▶ _THE TASK_:
Reproduce word for word the passage of the angelfish text starting at "In well-kept tanks, these" and ending at "and pet shops.".

▶ _TEXT_:
It should not be confused with the Marine Angelfish, which belongs to the Pomacanthidae family.

These fish are one of the many unique species that come from Brazil’s Amazon River. They are found in the river basin and its tributaries in Peru, Colombia, and Guiana.

They are one of the most popular freshwater Cichlid choices due to their fancy appearance, ease of care, and lack of aggression compared to other Cichlid species.

In well-kept tanks, these fish can live up to 10 years. They reach maturity at around 10 months of age.

Since they are so popular, you can find them at most aquarium suppliers and pet shops.

On average they will cost around $10 – specialty breeds will cost between $20 and $40, depending on the variety and the quality.

Typical Behavior

Like most Cichlids, they can be quite aggressive. They will form small hierarchies and fight to defend their positions. If you catch your angels’ locking lips, they are actually fighting.

They will form small schools but are not particularly social with the others in their school. They are quite territorial and are more likely to fight than cooperate.

However, they are not as aggressive as other Cichlids. They are not likely to bully others outside of their school.

You can watch them as they weave in and out of your aquarium plants in the middle level of your tank. Although they might hide in an overcrowded tank, they are otherwise very showy fish.

These fish are one of the few species that take care of their young. They will fiercely defend their eggs and rear the newly-hatched larvae and fry for up to two months.

Outside of competition and mating, they will not interact much with each other. You should not expect to see coordinated swimming patterns and cooperative foraging.

Types and Appearance

Gold Angelfish

Angelfish can grow up to 6 inches long, and their spectacular fins can reach heights of up to 8 inches tall.

They are shaped like arrowheads, with wide bodies and triangular snouts. Their most iconic feature is their trailing dorsal and pectoral fins and their wide fan-shaped caudal fin.

▶ _SUPPLIED ENTRIES_:
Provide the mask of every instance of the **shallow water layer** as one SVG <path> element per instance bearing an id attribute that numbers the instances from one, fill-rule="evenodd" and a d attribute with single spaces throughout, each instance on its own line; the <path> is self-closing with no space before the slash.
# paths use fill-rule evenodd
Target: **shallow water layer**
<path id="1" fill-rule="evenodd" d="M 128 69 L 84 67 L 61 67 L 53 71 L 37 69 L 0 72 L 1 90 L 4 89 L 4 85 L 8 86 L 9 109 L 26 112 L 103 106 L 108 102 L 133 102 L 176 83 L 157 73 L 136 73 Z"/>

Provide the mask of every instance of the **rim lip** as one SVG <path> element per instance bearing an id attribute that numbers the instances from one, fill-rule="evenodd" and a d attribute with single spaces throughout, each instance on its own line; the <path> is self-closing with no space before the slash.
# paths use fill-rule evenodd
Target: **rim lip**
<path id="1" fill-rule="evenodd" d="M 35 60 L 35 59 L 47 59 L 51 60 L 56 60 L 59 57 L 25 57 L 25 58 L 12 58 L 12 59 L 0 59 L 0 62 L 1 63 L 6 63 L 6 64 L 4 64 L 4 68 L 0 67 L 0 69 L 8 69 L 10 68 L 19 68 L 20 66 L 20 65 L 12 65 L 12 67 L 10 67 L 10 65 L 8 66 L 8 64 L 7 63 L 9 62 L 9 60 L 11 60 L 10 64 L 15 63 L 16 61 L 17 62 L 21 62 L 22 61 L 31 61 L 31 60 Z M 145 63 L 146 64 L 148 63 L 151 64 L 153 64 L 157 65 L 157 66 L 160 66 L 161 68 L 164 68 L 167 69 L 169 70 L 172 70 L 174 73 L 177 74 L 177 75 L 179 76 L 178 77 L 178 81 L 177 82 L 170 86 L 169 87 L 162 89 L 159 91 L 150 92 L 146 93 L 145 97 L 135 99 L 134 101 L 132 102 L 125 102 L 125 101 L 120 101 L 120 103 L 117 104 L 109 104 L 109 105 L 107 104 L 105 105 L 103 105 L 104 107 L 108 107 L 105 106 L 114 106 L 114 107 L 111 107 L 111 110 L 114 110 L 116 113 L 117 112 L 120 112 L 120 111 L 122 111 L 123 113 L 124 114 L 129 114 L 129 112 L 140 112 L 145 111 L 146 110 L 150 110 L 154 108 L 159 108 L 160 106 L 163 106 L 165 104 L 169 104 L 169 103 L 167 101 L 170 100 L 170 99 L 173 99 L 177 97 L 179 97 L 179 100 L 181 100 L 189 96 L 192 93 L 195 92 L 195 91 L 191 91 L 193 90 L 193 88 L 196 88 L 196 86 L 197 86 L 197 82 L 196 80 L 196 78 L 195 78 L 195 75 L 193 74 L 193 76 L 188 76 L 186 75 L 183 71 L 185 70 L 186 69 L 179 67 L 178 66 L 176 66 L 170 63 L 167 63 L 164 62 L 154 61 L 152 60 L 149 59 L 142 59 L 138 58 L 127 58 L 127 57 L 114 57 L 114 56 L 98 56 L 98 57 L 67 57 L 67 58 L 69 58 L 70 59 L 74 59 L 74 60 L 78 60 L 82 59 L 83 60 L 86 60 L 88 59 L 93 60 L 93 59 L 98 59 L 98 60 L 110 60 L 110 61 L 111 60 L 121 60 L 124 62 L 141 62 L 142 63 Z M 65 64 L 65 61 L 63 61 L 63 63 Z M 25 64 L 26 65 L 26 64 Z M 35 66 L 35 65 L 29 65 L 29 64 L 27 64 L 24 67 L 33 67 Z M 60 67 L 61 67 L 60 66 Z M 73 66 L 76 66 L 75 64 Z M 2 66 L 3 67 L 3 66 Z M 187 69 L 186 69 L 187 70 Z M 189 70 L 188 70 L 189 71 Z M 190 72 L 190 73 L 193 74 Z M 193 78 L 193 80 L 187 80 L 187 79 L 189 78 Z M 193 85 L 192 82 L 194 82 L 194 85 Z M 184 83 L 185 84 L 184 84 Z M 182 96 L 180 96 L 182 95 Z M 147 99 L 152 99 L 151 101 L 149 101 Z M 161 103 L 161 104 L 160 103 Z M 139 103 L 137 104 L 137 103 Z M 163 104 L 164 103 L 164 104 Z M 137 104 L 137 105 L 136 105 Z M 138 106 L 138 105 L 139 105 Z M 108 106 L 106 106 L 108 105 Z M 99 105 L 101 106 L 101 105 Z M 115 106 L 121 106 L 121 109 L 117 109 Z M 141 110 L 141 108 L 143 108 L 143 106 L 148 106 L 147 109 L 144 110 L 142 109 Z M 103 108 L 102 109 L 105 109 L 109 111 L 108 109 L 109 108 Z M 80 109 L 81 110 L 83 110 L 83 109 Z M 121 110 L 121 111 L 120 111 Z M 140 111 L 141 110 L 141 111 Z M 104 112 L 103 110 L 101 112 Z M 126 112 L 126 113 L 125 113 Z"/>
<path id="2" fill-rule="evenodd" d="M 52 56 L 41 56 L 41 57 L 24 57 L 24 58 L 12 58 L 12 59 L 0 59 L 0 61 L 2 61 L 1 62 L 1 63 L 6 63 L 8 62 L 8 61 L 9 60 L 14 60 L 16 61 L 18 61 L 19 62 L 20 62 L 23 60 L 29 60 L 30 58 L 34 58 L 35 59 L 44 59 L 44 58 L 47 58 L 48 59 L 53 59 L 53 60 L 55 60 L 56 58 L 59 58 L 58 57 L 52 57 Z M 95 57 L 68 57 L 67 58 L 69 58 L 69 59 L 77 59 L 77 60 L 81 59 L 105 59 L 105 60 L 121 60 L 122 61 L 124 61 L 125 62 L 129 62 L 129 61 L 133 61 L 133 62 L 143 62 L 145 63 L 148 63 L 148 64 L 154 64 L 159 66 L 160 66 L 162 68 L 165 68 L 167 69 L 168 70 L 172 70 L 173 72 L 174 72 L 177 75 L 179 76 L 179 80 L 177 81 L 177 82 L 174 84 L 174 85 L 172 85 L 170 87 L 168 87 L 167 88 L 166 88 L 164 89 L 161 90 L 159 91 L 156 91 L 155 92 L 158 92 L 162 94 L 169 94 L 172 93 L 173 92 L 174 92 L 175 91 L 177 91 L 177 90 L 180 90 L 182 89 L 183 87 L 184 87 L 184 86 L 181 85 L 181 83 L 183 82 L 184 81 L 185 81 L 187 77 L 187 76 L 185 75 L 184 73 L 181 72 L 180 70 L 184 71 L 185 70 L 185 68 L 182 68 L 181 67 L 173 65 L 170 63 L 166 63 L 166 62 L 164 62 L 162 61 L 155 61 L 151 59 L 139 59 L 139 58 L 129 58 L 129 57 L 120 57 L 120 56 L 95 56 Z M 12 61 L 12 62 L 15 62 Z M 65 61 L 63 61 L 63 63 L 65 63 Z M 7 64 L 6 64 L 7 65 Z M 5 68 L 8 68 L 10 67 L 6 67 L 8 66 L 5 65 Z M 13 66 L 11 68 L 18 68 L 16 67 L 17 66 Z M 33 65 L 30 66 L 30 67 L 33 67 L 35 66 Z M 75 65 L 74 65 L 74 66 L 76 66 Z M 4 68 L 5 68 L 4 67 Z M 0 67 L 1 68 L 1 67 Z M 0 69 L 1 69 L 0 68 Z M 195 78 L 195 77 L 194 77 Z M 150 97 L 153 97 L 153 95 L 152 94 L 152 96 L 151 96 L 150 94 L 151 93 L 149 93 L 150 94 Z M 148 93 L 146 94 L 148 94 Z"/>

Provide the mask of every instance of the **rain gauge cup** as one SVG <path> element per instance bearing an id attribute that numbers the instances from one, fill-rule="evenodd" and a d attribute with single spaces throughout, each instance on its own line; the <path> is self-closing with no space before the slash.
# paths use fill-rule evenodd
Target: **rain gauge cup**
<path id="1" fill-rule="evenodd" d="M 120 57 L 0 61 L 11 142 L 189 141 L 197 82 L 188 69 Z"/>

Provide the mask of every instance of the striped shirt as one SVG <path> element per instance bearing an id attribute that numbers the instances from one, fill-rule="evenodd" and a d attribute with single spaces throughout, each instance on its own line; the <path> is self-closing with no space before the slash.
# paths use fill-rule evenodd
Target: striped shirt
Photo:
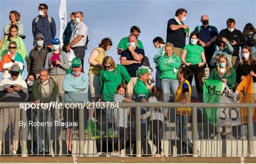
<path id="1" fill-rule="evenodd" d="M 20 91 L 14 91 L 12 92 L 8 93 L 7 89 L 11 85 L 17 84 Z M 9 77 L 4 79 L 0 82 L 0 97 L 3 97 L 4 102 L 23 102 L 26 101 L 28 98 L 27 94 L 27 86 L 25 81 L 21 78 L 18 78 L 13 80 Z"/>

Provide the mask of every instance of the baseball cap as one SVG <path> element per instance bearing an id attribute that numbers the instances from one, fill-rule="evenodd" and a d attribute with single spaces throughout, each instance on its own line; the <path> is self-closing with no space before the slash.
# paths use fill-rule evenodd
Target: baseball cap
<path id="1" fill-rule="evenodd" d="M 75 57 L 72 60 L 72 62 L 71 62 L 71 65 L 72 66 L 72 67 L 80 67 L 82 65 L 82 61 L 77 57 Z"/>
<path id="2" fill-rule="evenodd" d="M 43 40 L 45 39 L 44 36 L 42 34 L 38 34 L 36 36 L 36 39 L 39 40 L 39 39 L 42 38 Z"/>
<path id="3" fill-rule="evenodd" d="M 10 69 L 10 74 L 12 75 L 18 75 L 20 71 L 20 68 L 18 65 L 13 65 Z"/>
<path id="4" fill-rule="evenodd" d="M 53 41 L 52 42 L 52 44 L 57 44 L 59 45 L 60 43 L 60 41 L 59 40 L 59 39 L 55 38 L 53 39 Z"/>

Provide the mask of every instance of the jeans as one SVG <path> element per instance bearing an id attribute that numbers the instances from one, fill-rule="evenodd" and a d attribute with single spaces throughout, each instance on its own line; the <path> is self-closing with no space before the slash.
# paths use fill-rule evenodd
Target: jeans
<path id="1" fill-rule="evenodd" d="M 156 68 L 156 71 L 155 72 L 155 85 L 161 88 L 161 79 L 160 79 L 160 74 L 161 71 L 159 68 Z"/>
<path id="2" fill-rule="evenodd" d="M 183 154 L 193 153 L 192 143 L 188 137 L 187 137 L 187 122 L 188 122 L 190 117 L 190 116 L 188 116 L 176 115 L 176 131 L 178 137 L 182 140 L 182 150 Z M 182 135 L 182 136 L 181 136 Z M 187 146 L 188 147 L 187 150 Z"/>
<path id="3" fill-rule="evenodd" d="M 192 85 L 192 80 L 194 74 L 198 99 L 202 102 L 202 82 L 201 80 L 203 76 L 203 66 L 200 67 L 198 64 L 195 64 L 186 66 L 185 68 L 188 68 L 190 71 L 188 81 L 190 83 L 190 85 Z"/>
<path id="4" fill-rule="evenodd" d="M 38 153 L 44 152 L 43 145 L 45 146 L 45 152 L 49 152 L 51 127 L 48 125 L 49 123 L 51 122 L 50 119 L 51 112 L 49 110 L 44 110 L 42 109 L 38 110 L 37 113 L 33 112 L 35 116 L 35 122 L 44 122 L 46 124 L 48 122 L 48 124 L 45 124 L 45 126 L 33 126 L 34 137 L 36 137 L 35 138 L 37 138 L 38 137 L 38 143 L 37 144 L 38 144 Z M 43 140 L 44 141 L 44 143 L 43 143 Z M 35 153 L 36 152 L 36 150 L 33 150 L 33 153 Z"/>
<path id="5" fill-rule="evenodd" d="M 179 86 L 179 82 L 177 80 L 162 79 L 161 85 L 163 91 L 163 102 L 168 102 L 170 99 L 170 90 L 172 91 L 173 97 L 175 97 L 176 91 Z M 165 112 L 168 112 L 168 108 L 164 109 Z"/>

▶ _OUTPUT BELOW_:
In well-kept tanks, these fish can live up to 10 years. They reach maturity at around 10 months of age.

Since they are so popular, you can find them at most aquarium suppliers and pet shops.